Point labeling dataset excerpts
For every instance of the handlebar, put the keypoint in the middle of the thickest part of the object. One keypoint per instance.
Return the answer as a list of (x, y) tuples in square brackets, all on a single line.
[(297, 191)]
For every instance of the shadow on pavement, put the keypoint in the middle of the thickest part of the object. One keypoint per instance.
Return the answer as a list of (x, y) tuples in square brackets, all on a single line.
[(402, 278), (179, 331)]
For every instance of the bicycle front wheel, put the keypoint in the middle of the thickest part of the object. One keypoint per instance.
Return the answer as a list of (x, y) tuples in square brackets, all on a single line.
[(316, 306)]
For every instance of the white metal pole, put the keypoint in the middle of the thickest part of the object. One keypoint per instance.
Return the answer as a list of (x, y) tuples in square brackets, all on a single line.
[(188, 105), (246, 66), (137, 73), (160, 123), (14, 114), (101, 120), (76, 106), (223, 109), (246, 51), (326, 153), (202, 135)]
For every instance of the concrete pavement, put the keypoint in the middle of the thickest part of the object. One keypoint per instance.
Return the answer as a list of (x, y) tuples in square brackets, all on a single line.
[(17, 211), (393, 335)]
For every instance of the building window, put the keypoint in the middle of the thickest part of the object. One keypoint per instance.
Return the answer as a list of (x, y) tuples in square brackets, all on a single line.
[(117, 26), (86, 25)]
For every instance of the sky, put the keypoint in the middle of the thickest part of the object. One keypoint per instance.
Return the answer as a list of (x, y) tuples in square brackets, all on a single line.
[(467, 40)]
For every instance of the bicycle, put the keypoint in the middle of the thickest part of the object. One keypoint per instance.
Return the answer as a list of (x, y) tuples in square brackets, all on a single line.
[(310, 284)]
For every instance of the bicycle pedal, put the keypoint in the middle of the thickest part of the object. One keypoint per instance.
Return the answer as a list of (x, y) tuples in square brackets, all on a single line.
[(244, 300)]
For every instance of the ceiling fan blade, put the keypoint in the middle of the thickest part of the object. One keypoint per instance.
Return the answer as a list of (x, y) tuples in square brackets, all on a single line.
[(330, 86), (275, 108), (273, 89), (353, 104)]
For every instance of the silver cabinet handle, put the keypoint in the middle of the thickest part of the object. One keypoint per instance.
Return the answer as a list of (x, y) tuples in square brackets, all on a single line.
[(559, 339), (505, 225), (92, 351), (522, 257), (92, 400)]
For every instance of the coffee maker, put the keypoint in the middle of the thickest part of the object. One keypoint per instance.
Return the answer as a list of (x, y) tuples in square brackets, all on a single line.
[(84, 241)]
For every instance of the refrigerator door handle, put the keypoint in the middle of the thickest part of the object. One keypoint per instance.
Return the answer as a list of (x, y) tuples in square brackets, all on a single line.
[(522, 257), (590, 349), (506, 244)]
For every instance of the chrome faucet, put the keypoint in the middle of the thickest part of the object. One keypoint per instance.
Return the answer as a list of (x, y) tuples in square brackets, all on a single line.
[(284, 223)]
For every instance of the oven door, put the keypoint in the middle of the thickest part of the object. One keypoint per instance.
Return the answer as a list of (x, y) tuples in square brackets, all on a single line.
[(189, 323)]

## [Problem to work on]
Starting at the line that contains "For every instance of the ceiling" and stopping after the line that contains "[(84, 241)]", write those lines out again, requests included. In the answers, scale every coordinate by 2.25 and round each result to a whole number, with halves rounded up.

## [Exercise response]
For every instance of the ceiling fan blade, put the keypoint in the middle of the thickest part of the object. One keypoint per instance.
Return the answer as a list of (x, y) tuples in square brackets, all on a single line.
[(743, 194), (619, 243), (614, 200), (794, 234)]
For every instance of the silver cabinet handle, put the keypoint in the middle of the thickest part of the object. One keypoint per instance.
Return the answer as a list of (x, y) tuples in square brackets, all on a single line.
[(1258, 763), (1136, 506), (207, 790), (1175, 578), (207, 900)]
For every instance of the coffee maker, put the keypoint in the middle of the thickest part of the object. One keypoint per instance.
Return the answer as a list of (x, y) tuples in square brackets, all on a single line.
[(189, 542)]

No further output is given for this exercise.